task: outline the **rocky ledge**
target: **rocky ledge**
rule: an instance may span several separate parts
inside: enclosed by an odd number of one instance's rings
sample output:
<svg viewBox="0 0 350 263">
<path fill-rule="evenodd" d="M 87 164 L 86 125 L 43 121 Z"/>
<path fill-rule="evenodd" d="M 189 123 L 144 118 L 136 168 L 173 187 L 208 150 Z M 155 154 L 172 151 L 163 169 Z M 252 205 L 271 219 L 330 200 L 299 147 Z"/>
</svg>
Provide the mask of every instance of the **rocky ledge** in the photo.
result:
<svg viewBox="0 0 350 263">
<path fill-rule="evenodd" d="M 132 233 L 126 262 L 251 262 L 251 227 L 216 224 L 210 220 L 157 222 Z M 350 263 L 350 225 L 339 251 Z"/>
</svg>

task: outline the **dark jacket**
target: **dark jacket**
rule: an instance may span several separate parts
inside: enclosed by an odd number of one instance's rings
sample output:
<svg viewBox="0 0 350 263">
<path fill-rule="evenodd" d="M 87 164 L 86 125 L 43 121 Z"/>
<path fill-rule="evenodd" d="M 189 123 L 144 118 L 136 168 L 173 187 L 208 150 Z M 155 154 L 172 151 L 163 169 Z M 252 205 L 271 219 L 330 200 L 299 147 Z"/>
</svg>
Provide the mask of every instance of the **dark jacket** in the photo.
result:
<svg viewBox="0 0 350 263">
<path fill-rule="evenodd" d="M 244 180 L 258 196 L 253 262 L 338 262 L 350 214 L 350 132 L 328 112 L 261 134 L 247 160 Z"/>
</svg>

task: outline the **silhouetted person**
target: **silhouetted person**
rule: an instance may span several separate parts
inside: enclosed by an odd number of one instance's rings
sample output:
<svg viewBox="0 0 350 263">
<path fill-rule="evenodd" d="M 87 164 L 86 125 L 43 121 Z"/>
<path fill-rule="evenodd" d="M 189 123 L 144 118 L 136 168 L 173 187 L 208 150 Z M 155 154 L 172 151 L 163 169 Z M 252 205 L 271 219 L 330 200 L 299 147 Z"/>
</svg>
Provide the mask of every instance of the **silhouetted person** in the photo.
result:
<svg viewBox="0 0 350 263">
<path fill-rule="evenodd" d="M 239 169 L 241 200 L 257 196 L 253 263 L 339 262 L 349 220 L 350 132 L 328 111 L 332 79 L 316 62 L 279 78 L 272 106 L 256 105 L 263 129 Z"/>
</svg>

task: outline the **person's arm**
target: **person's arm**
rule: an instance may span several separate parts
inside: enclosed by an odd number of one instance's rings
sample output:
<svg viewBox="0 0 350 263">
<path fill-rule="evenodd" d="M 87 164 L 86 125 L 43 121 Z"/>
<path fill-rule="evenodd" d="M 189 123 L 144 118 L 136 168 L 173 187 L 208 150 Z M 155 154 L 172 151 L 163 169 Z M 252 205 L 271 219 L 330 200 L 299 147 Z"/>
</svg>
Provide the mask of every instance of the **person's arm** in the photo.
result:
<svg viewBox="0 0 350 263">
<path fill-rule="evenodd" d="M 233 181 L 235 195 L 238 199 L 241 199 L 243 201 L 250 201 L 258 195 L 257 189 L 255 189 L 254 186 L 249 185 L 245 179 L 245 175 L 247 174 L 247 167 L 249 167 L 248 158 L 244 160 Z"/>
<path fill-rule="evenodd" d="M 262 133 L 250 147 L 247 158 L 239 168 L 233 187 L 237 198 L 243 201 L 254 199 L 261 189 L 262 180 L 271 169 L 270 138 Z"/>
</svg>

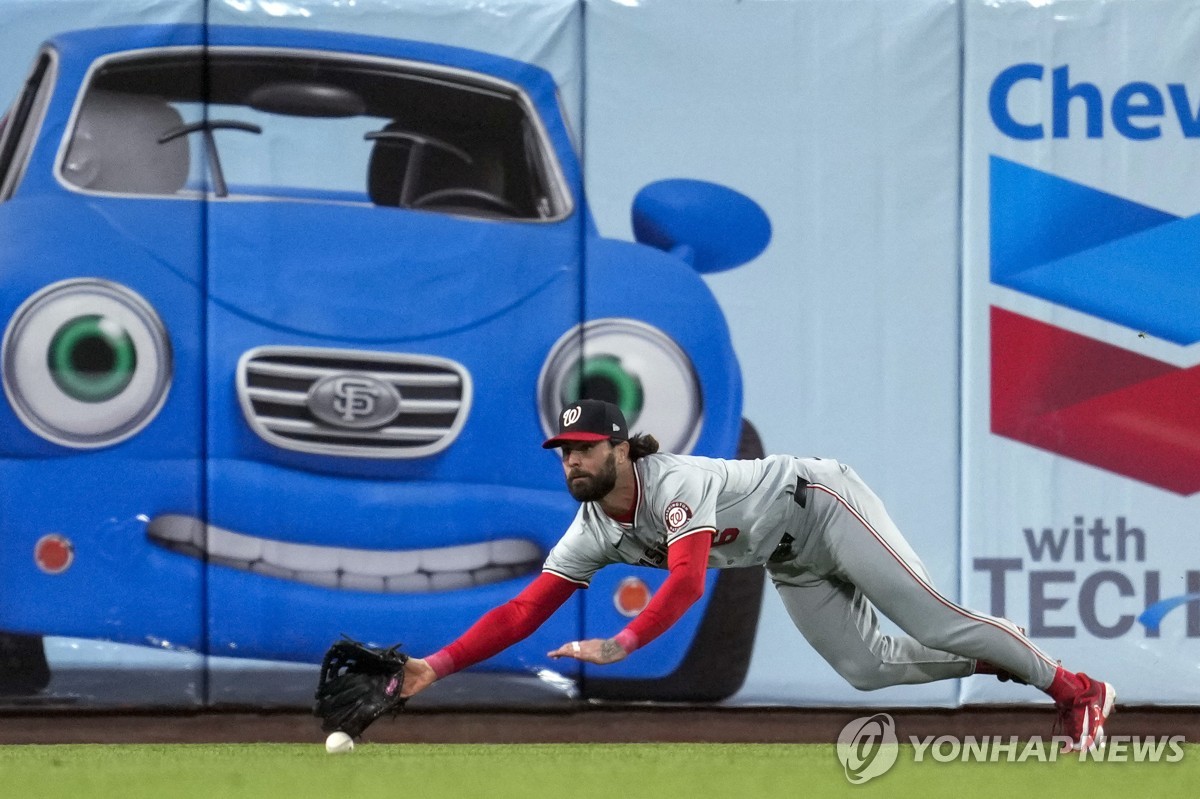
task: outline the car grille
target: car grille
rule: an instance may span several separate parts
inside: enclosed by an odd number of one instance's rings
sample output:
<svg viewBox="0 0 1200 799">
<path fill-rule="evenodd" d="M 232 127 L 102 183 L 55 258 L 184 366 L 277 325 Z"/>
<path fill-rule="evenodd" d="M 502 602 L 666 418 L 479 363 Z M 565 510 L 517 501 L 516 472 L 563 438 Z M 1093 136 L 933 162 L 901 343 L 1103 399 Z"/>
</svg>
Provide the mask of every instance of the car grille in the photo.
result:
<svg viewBox="0 0 1200 799">
<path fill-rule="evenodd" d="M 322 385 L 338 380 L 373 386 L 372 394 L 391 397 L 391 411 L 377 426 L 370 415 L 364 420 L 348 413 L 343 420 L 319 398 Z M 344 403 L 344 392 L 340 396 Z M 276 446 L 344 457 L 416 458 L 439 452 L 457 438 L 470 409 L 472 384 L 461 364 L 442 358 L 262 347 L 238 362 L 238 398 L 246 422 Z M 374 408 L 373 400 L 367 403 L 360 407 Z"/>
</svg>

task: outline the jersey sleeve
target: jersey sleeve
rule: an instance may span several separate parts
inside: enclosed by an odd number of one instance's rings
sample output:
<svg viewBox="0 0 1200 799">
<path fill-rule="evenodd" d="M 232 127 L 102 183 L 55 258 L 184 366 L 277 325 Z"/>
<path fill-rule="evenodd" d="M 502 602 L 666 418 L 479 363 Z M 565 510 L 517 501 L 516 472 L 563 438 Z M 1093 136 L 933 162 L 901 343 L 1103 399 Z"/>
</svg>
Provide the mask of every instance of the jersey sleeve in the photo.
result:
<svg viewBox="0 0 1200 799">
<path fill-rule="evenodd" d="M 716 530 L 716 498 L 721 479 L 708 469 L 679 465 L 664 473 L 650 511 L 666 530 L 666 543 Z"/>
<path fill-rule="evenodd" d="M 584 521 L 586 506 L 580 507 L 566 533 L 546 555 L 541 570 L 576 585 L 587 588 L 592 577 L 604 566 L 613 563 L 608 546 L 588 529 Z"/>
</svg>

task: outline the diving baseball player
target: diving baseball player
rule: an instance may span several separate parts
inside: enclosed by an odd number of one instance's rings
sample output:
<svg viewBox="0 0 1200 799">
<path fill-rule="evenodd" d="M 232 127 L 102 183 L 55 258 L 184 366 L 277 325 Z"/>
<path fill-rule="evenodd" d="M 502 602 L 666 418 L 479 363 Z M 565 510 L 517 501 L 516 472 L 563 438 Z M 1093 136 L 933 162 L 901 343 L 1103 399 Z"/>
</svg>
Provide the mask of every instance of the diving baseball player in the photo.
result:
<svg viewBox="0 0 1200 799">
<path fill-rule="evenodd" d="M 883 504 L 836 461 L 668 455 L 629 435 L 620 410 L 583 400 L 563 409 L 542 446 L 562 451 L 581 505 L 541 575 L 461 638 L 404 666 L 403 696 L 491 657 L 536 630 L 607 564 L 665 566 L 649 606 L 611 638 L 550 653 L 613 663 L 644 647 L 697 600 L 706 569 L 760 565 L 809 643 L 860 690 L 997 674 L 1054 698 L 1070 747 L 1102 744 L 1116 692 L 1064 669 L 1012 621 L 968 611 L 932 587 Z M 876 613 L 907 636 L 880 631 Z"/>
</svg>

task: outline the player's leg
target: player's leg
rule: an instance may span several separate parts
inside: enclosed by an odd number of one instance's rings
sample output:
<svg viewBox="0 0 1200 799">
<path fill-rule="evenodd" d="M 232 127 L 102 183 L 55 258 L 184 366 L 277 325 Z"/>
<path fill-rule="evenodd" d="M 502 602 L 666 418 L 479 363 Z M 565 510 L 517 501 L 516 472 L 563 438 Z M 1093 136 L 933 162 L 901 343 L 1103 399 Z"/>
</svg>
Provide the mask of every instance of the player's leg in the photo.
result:
<svg viewBox="0 0 1200 799">
<path fill-rule="evenodd" d="M 770 564 L 767 571 L 796 627 L 862 691 L 966 677 L 974 666 L 914 638 L 884 635 L 871 603 L 850 583 L 824 579 L 794 563 Z"/>
<path fill-rule="evenodd" d="M 968 611 L 937 591 L 883 503 L 853 469 L 839 464 L 839 474 L 811 482 L 806 492 L 815 525 L 808 543 L 830 576 L 853 584 L 926 647 L 1050 686 L 1057 663 L 1012 621 Z"/>
</svg>

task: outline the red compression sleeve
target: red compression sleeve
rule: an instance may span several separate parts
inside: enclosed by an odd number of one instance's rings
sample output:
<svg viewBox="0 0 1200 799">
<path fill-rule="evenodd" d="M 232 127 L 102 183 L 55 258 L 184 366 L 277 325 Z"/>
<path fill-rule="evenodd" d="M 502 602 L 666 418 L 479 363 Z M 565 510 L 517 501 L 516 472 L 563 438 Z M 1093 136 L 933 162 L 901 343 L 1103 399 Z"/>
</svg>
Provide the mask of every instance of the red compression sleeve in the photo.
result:
<svg viewBox="0 0 1200 799">
<path fill-rule="evenodd" d="M 540 627 L 576 588 L 578 584 L 544 571 L 523 591 L 485 613 L 457 641 L 425 660 L 438 679 L 487 660 Z"/>
<path fill-rule="evenodd" d="M 710 530 L 697 530 L 667 547 L 671 573 L 666 582 L 646 609 L 617 633 L 617 643 L 625 651 L 634 651 L 658 638 L 704 595 L 704 570 L 712 547 Z"/>
</svg>

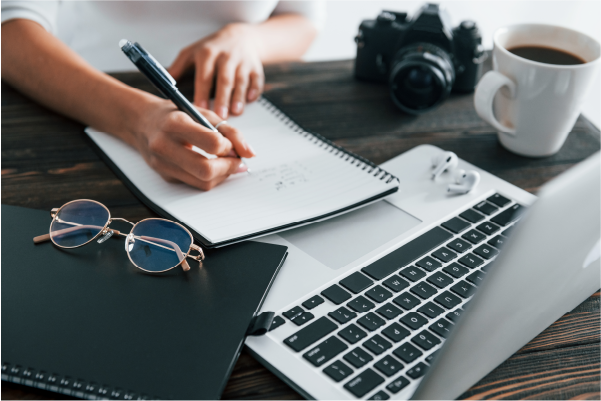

● **Instructions for the task**:
Count the lines in the records that include the string "target" and reply with only the number.

● **The completed task**:
9